--- Records supplied Enclosed Below ---

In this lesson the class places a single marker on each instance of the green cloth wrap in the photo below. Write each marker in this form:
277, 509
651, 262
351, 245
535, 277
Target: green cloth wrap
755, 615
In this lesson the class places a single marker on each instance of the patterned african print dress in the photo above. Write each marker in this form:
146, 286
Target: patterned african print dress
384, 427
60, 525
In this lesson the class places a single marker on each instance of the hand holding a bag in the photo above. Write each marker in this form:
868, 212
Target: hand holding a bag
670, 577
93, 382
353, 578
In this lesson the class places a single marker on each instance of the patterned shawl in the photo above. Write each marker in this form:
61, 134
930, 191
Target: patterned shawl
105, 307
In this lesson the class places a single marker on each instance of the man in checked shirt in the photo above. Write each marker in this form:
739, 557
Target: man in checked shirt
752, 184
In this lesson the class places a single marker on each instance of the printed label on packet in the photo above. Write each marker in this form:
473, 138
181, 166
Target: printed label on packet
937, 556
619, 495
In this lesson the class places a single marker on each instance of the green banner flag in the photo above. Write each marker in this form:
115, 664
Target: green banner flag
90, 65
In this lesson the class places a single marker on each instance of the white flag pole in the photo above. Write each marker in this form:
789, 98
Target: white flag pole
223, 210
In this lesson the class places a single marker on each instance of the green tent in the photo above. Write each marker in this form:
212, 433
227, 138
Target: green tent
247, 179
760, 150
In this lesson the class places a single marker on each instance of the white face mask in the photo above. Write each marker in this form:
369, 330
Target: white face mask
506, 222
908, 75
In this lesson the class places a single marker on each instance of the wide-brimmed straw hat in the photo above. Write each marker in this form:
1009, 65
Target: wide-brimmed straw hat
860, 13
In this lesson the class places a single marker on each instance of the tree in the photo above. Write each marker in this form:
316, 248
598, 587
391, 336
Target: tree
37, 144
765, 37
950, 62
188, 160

--- End of Enclosed Records supplied ---

§ **Task item**: Set down the entries again exactly as they are.

§ **Answer section**:
In this lesson the class places a single marker on each instance of the green cloth wrap in the photo below. Write each marker in this form:
277, 509
651, 262
351, 245
535, 277
Target: green cloth wrap
755, 615
In this lesson the class places a single marker on each instance of the patterned african print dress in the photo above. Write each marker in this form:
146, 286
Target: patterned african print dress
384, 427
60, 525
In this lesson the class places a single marker on each instance of the hand holding a bag in the photo above. Write each marker in this form:
868, 212
Target: hand holding a bag
670, 577
93, 382
353, 578
In this lesson the class places a single marker on each instance of the patterned shawl in the photo above. Write each marker in this form:
61, 134
930, 191
Target: patterned shawl
105, 307
In this lesson the class places a single marker on each instance of the man in checked shirt in the photo above. Write each marker in this form:
739, 557
Target: man in checked shirt
752, 184
In this lesson the class places a single marker on each instance of the printed label on packet in the photo above. Write each marker in this form:
473, 138
181, 166
Target: printed label on packet
937, 556
619, 495
In this lesson the class places a single marker on each instance of the green banner flag in the photo above. Write each marker in this form:
115, 664
Target: green banner flag
90, 65
In this lesson the class places a single marker on each instance of the white flag pole in the photo above. Write each marker in this form:
789, 98
Target: white flag pole
223, 210
In this lesson the class places a single marker on each instance of the green tent in the photo above. Write each marker in this form:
212, 433
227, 138
Target: green tent
247, 179
760, 150
In this lesson the class places a single marker on each instance of the white face mask in the photo above. Write each marker in this form:
369, 330
Target: white face mask
506, 222
908, 75
In this lesson the class places a single marker on each instance of the wide-brimmed straw hat in the photo above. Write each marker in this form:
1009, 65
Target: wide-brimmed straw hat
860, 13
In this lesson the class places a single marker on each instance of the tree in the photo above. Write each marker in this form:
316, 248
598, 587
391, 336
Target: tree
37, 144
765, 37
950, 62
188, 160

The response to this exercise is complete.